■ Aim of the task:
Filter the listing below, copying out every line that contains the word "tree".
======== Exercise input
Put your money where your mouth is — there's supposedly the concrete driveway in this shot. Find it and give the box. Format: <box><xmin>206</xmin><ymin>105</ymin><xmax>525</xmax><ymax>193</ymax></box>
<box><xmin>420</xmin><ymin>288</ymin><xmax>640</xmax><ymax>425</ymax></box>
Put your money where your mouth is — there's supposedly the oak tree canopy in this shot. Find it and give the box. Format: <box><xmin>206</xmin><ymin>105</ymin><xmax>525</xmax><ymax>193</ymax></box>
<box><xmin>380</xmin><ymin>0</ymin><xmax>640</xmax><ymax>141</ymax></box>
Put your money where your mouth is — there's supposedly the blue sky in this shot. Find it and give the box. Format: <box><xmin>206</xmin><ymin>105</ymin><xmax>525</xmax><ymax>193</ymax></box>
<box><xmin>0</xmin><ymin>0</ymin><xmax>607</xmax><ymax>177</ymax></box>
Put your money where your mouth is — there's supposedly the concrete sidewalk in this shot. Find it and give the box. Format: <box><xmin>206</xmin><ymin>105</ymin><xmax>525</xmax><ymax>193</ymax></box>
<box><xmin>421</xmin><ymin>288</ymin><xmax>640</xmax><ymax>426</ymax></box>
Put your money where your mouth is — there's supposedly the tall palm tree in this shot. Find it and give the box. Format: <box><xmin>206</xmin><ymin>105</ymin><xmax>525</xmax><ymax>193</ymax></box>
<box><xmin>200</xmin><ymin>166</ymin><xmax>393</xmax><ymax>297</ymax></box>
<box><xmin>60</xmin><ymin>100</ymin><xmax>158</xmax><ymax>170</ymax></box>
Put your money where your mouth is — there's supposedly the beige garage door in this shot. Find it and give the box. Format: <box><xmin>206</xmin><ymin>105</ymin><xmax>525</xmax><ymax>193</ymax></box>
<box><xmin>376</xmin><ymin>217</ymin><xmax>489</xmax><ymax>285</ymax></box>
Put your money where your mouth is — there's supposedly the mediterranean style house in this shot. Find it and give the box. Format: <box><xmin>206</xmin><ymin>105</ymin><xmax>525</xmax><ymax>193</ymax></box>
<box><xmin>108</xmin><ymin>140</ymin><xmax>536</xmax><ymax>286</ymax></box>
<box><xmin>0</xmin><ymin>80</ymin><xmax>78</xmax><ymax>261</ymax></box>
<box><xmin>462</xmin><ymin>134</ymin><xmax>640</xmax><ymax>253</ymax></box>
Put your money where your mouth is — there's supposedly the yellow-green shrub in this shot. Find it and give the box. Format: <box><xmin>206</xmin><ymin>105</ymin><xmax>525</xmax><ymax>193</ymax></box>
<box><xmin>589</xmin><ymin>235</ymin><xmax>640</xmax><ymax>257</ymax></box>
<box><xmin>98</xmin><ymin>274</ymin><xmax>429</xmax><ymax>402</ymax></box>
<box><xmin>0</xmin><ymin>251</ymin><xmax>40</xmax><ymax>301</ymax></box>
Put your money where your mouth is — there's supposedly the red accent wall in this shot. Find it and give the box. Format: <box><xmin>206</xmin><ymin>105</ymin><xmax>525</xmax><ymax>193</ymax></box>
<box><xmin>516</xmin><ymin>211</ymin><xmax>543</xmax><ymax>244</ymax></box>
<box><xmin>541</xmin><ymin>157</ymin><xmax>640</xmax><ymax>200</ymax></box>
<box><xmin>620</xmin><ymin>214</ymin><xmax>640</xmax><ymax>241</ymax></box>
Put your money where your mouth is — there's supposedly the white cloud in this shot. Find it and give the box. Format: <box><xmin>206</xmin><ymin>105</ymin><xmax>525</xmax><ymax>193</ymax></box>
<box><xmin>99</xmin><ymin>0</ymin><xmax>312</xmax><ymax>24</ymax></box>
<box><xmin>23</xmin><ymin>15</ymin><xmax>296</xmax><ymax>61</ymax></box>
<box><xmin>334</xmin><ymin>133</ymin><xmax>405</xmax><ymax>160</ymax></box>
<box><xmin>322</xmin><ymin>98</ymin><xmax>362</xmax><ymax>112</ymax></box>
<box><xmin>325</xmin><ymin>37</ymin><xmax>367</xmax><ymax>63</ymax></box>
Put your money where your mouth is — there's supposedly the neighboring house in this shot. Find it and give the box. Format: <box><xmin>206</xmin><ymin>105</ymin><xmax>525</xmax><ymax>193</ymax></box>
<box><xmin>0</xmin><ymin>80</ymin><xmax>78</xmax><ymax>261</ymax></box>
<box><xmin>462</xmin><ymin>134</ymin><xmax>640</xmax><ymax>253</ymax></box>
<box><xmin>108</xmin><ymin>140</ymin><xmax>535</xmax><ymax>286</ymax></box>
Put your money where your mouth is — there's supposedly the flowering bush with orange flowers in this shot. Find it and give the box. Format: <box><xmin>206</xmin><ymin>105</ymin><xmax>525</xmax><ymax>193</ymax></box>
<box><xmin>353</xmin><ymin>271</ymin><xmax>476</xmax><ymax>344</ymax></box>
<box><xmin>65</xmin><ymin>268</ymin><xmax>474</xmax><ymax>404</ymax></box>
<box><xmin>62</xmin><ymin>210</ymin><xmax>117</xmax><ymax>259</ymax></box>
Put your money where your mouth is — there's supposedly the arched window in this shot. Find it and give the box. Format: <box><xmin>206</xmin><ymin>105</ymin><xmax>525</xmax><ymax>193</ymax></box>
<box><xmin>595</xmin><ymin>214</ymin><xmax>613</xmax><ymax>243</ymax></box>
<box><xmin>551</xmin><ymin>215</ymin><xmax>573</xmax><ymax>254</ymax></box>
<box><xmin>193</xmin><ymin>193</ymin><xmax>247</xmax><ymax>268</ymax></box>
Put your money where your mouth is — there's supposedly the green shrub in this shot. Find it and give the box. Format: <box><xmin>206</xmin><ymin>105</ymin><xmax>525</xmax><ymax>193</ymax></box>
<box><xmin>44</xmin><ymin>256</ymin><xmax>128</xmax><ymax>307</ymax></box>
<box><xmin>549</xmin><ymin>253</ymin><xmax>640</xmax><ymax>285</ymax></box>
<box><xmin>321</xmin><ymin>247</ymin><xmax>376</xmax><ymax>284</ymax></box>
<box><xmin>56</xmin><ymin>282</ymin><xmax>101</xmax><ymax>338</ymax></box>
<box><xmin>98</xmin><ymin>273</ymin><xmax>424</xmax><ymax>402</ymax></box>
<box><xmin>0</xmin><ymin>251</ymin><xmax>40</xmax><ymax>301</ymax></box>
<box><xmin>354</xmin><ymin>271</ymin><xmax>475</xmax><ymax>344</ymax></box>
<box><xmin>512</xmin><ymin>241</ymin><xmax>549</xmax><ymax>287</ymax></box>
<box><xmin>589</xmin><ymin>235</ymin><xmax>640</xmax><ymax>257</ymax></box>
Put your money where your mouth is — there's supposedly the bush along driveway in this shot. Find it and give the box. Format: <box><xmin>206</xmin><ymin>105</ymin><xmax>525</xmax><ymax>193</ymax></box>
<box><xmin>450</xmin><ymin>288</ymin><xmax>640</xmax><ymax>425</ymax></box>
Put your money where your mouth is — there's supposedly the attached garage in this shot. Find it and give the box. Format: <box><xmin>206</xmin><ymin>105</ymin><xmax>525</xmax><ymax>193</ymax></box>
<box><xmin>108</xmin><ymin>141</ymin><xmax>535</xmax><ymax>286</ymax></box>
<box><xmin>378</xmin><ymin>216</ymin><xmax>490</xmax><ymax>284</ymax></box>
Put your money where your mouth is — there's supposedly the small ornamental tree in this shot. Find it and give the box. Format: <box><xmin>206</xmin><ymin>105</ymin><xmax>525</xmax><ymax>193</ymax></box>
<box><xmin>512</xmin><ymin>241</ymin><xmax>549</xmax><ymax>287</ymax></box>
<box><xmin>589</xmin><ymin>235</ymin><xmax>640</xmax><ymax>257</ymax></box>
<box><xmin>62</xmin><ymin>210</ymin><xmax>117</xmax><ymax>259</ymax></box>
================
■ Result of this exercise:
Put your money where your mouth is — there's supposedly the oak tree canopy in this shot. Find it and give the box. Format: <box><xmin>206</xmin><ymin>105</ymin><xmax>525</xmax><ymax>193</ymax></box>
Put your money where your mouth is — there's supposedly the tall palm tree in this shot. Find it and give the box. Format: <box><xmin>206</xmin><ymin>105</ymin><xmax>525</xmax><ymax>193</ymax></box>
Put your money where your mouth is — there's supposedly the small ornamental tree in this shot. Find it and give the box. Format: <box><xmin>206</xmin><ymin>105</ymin><xmax>525</xmax><ymax>193</ymax></box>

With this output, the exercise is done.